**Document**:
** begin **

Rice and Beans
December 14, 2013 11:54 AM   Subscribe

I'd like to start preparing my meals for the workweek in a batch on Sundays, to be refrigerated and microwaved as needed. I'm looking for a specific rice and bean-based recipe (type(s) of bean, optimal ratio of rice to beans, cooking time) that's cheap and nutritionally complete. That is to say, I'd like to be able to eat this for about half of my meals in a week and remain healthy.
posted by phrontist to Food & Drink (12 answers total) 86 users marked this as a favorite
Best answer: Up until just recently I was religiously cooking a batch of beans and rice every Sunday to do almost exactly what you're talking about. My primary motivation was to spend as little as possible and to worry as little as possible about feeding myself while at work throughout the whole week. So long as you've got the attitude that lets you eat the same thing tirelessly, it's hard to beat.

Even though it was more or less the same every single week, there's plenty of room for a little variety.

The bones of the recipe, which for me made about 5-6 servings (I'm not a big guy...), was:

- Two cans of your favorite black beans. (You should definitely try dry beans and see if you prefer that route, but in the end cans were an easy shortcut for me)
- One cup dry brown rice (and whatever water is needed to cook it, which I did separate from the beans)
- Two or three tomatoes
- Half an onion
- 3-4 cloves of garlic
- Salt (gonna need it) and olive oil

For variety I'd almost always include a TON of chopped kale, or green onions, fresh rosemary, the occasional green/red/yellow pepper... There's really no limit. I'd often throw in a 1/4 cup of quinoa and some extra water just because... There's also nothing that says you can't make some really "plain" beans and rice just using spices, smoked paprika, thyme... You're going to have to play with what appeals to you.

For me this really helped weekday spending and cut out the anxiety that comes with an approaching lunch hour and nothing planned. I'm no health expert, but it also seemed to have as good an effect on my general health diet-wise from beginning to end, as anything else I've habitually eaten. I hope that makes sense.

I'm rambling now, but get yourself half a dozen durable glass containers (pyrex?) and you're set for the week with just an hour or so kitchen time on Sunday. Good luck!
posted by Nosmot at 12:30 PM on December 14, 2013 [14 favorites]

I soak 2 cups of beans (pinto) over night and drain. They go in crock pot with different spices, chili powder, maybe enchilada sauce, tomato sauce maybe, kinda wing it. I cook my brown rice in a cheapo rice cooker from wally world. I forgot, the meat when I cook the beans, might be a bit of sausage or salt fork , etc. Combine cooked rice and beans, EAT and freeze the rest...
posted by raildr at 12:34 PM on December 14, 2013

I just learned to always have some beans soaking in the fridge so they are ready to cook. It's been great!

Variety in beans is also helpful to keep things interesting, as are sauces to put on the meals.

** end **

**Supplied material**:
** begin **

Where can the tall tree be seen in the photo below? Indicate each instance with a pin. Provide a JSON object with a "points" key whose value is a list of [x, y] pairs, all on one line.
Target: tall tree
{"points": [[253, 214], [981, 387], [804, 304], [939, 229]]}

** end **

Using the rice-and-beans thread above, list every ingredient in the bulleted base recipe that Nosmot posted, with the amount given for each.

- Black beans: two cans
- Dry brown rice: one cup
- Tomatoes: two or three
- Onion: half
- Garlic: 3-4 cloves
- Salt and olive oil: no amount given